§ **Task details**
Report each line in the listing below that contains the string "opening". Letter case matters.
## begin Entries supplied
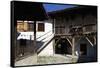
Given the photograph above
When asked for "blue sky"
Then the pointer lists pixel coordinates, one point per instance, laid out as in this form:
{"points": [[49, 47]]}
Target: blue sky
{"points": [[54, 7]]}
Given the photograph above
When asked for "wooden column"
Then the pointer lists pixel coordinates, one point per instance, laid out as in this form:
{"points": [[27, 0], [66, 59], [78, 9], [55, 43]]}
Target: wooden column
{"points": [[73, 49], [34, 36], [73, 46], [34, 45]]}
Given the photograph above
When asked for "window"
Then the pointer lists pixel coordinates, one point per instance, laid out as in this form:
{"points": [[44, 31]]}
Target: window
{"points": [[31, 26], [83, 49], [41, 27]]}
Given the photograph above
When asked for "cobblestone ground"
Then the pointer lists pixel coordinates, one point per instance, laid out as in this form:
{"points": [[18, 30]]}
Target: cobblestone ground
{"points": [[47, 60]]}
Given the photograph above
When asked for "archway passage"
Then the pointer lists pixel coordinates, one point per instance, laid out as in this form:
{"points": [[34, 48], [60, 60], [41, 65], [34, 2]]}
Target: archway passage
{"points": [[62, 46]]}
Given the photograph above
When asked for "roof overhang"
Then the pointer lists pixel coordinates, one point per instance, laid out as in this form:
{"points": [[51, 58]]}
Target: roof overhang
{"points": [[33, 11], [71, 12]]}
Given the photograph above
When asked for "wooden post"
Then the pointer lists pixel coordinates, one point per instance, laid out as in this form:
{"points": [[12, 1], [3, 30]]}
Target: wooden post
{"points": [[34, 45], [73, 49], [94, 40], [73, 46], [34, 36]]}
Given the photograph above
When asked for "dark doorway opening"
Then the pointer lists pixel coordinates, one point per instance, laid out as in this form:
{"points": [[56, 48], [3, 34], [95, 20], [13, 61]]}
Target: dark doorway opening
{"points": [[62, 46], [83, 49]]}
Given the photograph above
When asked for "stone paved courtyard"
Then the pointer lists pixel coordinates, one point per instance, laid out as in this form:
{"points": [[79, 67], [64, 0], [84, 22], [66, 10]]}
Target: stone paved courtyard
{"points": [[46, 60]]}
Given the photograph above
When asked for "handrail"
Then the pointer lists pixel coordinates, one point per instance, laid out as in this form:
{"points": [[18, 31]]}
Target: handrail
{"points": [[46, 37], [44, 34], [41, 48]]}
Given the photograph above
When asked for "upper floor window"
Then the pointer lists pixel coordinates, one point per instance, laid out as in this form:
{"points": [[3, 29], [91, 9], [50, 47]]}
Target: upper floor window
{"points": [[41, 27]]}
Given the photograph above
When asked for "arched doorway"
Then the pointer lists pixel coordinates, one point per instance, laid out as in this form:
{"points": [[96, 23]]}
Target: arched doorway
{"points": [[62, 46]]}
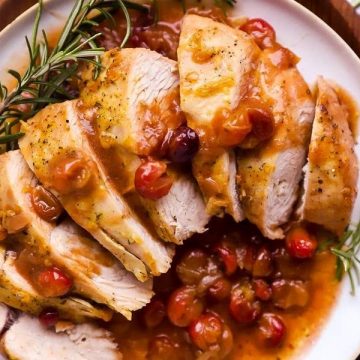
## end Entries supplied
§ **Result for this exercise**
When asked for "dark doorway opening"
Target: dark doorway opening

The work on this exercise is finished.